*Data listing*.
□ □ □ □ □ □ □

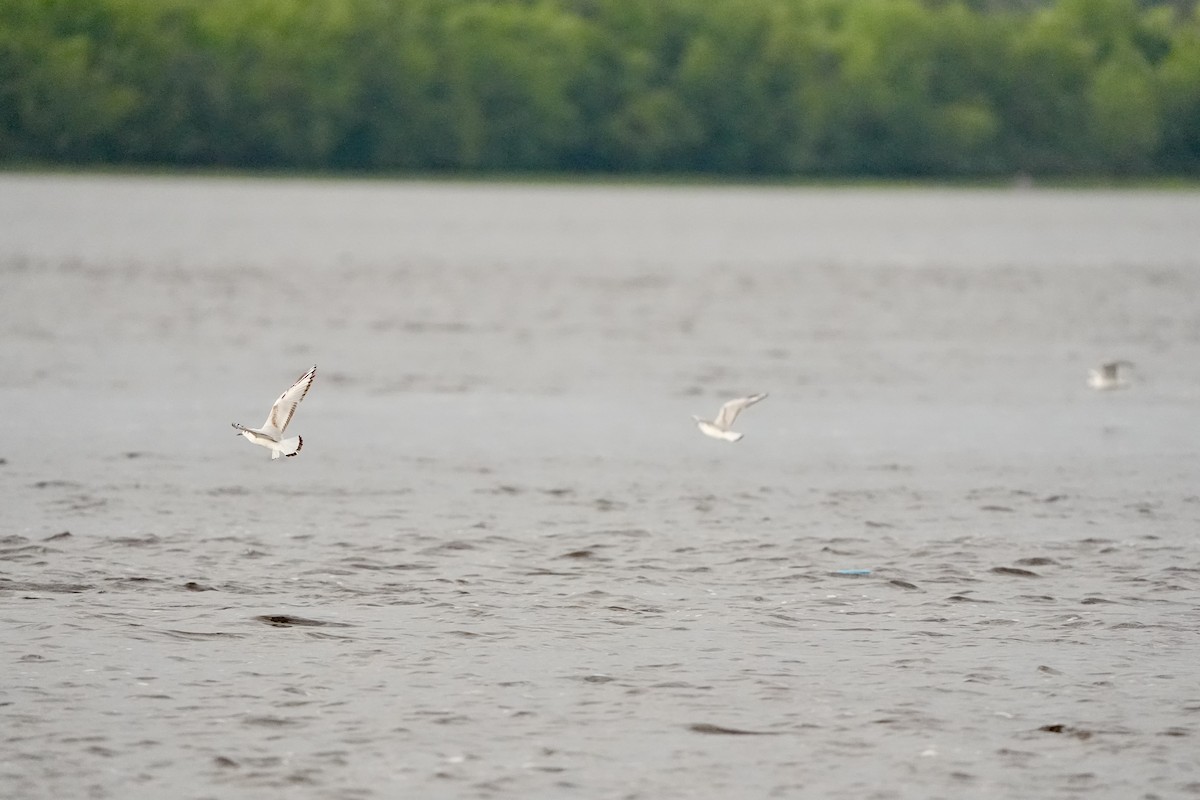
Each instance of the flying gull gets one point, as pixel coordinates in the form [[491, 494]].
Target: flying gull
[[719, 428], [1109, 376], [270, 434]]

□ □ □ □ □ □ □

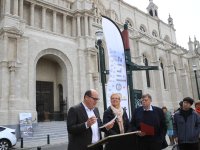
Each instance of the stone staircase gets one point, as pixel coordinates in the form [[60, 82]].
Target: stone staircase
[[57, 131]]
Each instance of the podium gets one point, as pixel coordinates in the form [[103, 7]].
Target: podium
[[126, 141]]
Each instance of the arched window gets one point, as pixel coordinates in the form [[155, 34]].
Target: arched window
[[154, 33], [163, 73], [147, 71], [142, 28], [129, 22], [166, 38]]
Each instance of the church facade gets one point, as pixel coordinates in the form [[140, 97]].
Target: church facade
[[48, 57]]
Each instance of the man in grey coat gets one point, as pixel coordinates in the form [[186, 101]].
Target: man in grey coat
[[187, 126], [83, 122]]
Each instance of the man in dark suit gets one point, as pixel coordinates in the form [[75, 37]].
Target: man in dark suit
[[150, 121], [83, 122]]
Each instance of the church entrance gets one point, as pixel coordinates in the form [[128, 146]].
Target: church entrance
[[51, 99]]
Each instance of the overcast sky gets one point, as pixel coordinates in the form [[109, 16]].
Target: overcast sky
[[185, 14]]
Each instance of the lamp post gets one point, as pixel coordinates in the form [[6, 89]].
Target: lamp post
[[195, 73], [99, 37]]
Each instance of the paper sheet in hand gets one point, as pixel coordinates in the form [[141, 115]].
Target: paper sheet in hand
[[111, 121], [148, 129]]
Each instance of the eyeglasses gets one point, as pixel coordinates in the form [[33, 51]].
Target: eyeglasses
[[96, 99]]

□ □ □ □ □ □ □

*Goal*. Reproduce the listing verbatim from the line containing "Each instance of the flying" down to the line containing "[[719, 428], [1109, 376], [270, 434]]", with both of those lines included.

*Answer to the problem*.
Each instance of the flying gull gets one point, as pixel coordinates in the form [[491, 494]].
Target: flying gull
[[719, 428], [1109, 376], [270, 434]]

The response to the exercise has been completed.